==== SOURCE INFORMATION
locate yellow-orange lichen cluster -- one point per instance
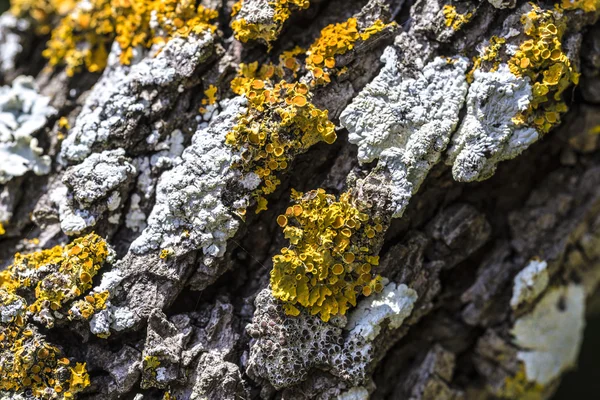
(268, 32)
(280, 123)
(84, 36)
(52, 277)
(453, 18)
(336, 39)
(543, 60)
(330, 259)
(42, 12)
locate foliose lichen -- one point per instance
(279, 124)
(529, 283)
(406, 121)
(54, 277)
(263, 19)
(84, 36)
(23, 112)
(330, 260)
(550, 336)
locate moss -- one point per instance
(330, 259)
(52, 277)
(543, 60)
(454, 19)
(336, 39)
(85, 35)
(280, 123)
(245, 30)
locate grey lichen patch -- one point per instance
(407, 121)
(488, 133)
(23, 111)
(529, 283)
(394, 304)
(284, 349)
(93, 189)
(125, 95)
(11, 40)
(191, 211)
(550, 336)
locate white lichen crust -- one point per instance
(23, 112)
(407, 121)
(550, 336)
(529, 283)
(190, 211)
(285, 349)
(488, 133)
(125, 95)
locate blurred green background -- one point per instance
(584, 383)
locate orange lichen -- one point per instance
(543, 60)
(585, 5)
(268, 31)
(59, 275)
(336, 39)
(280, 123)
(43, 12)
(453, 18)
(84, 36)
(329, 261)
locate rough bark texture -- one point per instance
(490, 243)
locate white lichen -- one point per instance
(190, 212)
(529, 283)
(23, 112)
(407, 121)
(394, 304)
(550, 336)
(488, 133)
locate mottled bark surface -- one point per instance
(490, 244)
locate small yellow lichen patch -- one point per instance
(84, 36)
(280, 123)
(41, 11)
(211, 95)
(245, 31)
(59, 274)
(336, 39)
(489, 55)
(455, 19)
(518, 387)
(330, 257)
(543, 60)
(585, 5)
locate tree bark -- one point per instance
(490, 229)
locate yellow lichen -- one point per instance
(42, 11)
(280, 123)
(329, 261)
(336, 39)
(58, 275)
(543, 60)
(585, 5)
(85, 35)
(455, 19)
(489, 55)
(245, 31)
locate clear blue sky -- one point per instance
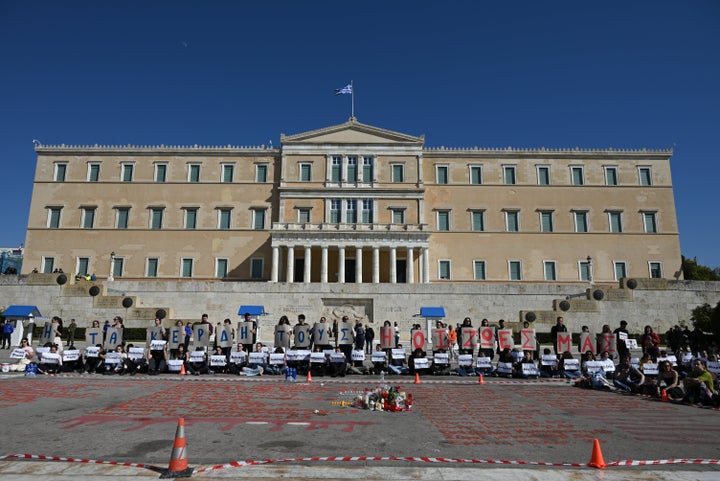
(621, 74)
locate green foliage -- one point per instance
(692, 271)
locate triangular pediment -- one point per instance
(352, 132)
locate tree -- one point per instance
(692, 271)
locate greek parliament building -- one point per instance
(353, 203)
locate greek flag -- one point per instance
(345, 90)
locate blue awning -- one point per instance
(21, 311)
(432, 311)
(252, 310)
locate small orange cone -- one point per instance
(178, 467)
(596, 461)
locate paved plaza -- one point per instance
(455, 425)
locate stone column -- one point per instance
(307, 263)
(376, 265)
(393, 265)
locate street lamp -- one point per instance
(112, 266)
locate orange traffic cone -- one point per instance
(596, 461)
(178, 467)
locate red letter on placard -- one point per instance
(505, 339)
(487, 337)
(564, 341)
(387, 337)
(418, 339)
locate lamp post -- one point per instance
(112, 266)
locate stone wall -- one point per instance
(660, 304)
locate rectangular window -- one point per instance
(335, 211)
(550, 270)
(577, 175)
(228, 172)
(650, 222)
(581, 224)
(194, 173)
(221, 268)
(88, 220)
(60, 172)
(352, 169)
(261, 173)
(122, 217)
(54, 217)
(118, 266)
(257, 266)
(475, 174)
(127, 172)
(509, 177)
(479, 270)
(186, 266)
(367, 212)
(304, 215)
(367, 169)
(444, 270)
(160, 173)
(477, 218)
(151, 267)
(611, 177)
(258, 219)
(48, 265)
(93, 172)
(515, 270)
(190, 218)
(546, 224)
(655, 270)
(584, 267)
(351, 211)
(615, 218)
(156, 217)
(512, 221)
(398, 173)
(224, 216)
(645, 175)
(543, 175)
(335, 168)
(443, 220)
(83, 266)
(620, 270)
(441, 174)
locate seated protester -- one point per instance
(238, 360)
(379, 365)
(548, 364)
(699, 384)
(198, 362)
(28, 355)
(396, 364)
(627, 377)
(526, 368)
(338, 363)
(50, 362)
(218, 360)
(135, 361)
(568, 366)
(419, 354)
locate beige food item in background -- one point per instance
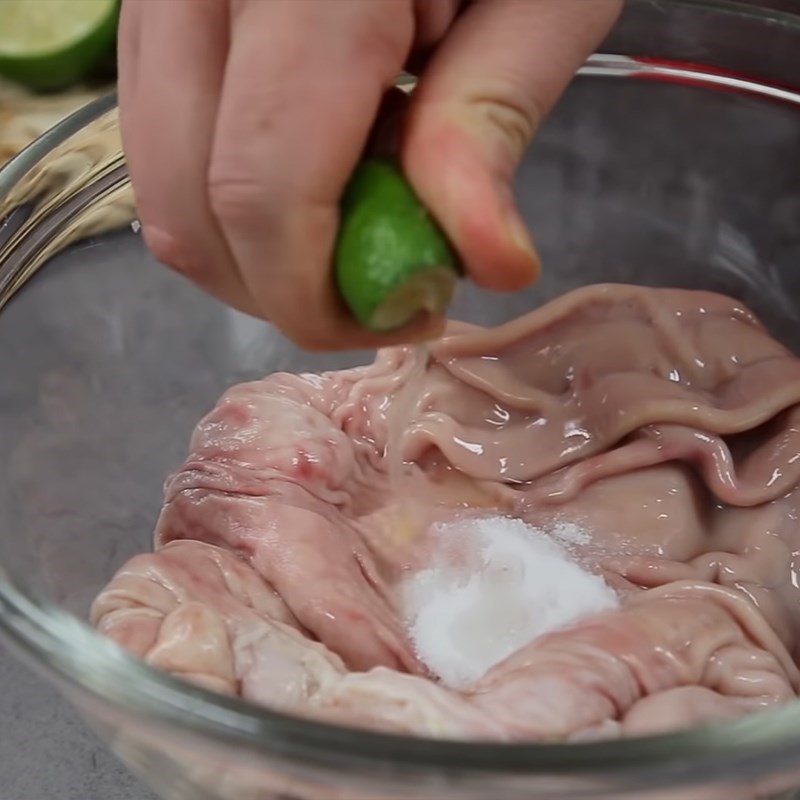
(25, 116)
========
* **PROBLEM REQUIREMENTS**
Except for the pictures, copy every line of the records above exactly.

* **SOLUTION FOR THIS EXERCISE**
locate yellow-orange lichen cluster -- one point per instance
(268, 32)
(280, 123)
(84, 36)
(52, 277)
(453, 18)
(336, 39)
(543, 60)
(330, 259)
(42, 12)
locate foliose lichen -- one point per instance
(279, 124)
(529, 283)
(406, 121)
(54, 277)
(263, 19)
(84, 36)
(23, 112)
(330, 260)
(550, 336)
locate moss -- one point per instance
(330, 259)
(52, 277)
(543, 60)
(454, 19)
(336, 39)
(85, 35)
(280, 123)
(245, 30)
locate grey lichen patch -- one point per instance
(407, 121)
(488, 133)
(23, 111)
(529, 283)
(394, 304)
(284, 349)
(93, 189)
(125, 95)
(11, 40)
(191, 211)
(550, 336)
locate white lichen crust -- one point per instance
(23, 112)
(407, 121)
(550, 336)
(529, 283)
(190, 211)
(285, 349)
(488, 133)
(125, 95)
locate blurred green background -- one point per instance
(584, 383)
locate orange lichen -- one point per instance
(543, 60)
(585, 5)
(268, 31)
(59, 275)
(336, 39)
(280, 123)
(43, 12)
(453, 18)
(84, 36)
(329, 261)
locate rough bark texture -- one point per instance
(490, 243)
locate white lichen -- one point per instance
(190, 212)
(529, 283)
(23, 112)
(407, 121)
(394, 304)
(550, 336)
(488, 133)
locate mottled bark surface -- one point per instance
(490, 244)
locate small yellow lichen patch -- one point per instance
(84, 36)
(280, 123)
(41, 11)
(211, 95)
(245, 31)
(59, 274)
(336, 39)
(489, 55)
(455, 19)
(518, 387)
(330, 257)
(543, 60)
(585, 5)
locate tree bark -- one point per instance
(490, 229)
locate yellow lichen -- one point per instance
(42, 11)
(280, 123)
(329, 261)
(336, 39)
(58, 275)
(543, 60)
(585, 5)
(85, 35)
(455, 19)
(489, 55)
(245, 31)
locate clear blue sky -- one point per instance
(621, 74)
locate green foliage -- one point per instance
(692, 271)
locate triangular pediment -- one point per instance
(352, 132)
locate tree -- one point per instance
(692, 271)
locate greek parliament building -- one point per instance
(353, 203)
locate greek flag -- one point per instance
(345, 90)
locate blue awning -- one point per instance
(21, 311)
(432, 311)
(252, 310)
locate small orange cone -- one point per instance
(178, 467)
(596, 461)
locate paved plaza -- one point per instance
(455, 425)
locate stone column -- one point per instance
(307, 263)
(376, 265)
(393, 265)
locate street lamp -- one point per instance
(112, 266)
locate orange traffic cone -- one point per instance
(596, 461)
(178, 467)
locate red letter on placard -- one point per instance
(505, 339)
(487, 337)
(564, 341)
(387, 337)
(418, 339)
locate lamp post -- one point per instance
(112, 266)
locate stone wall -- one point per instance
(660, 304)
locate rectangular window -- one point per instance
(335, 211)
(550, 270)
(577, 175)
(228, 172)
(650, 222)
(581, 224)
(194, 173)
(221, 268)
(88, 220)
(60, 172)
(352, 169)
(261, 173)
(122, 217)
(54, 217)
(118, 266)
(257, 266)
(475, 174)
(127, 172)
(509, 177)
(479, 270)
(186, 266)
(367, 212)
(304, 215)
(367, 169)
(444, 270)
(160, 173)
(477, 218)
(151, 267)
(611, 177)
(258, 219)
(48, 265)
(93, 172)
(515, 270)
(190, 218)
(546, 224)
(655, 270)
(584, 267)
(351, 211)
(615, 218)
(156, 217)
(512, 221)
(398, 173)
(224, 216)
(645, 175)
(543, 175)
(335, 168)
(443, 220)
(83, 266)
(620, 270)
(441, 174)
locate seated protester -- one point per instance
(238, 360)
(379, 365)
(548, 364)
(699, 384)
(198, 362)
(28, 355)
(396, 364)
(627, 377)
(526, 368)
(338, 363)
(50, 362)
(218, 360)
(135, 361)
(568, 366)
(419, 354)
locate beige food item in background -- one point per instance
(25, 116)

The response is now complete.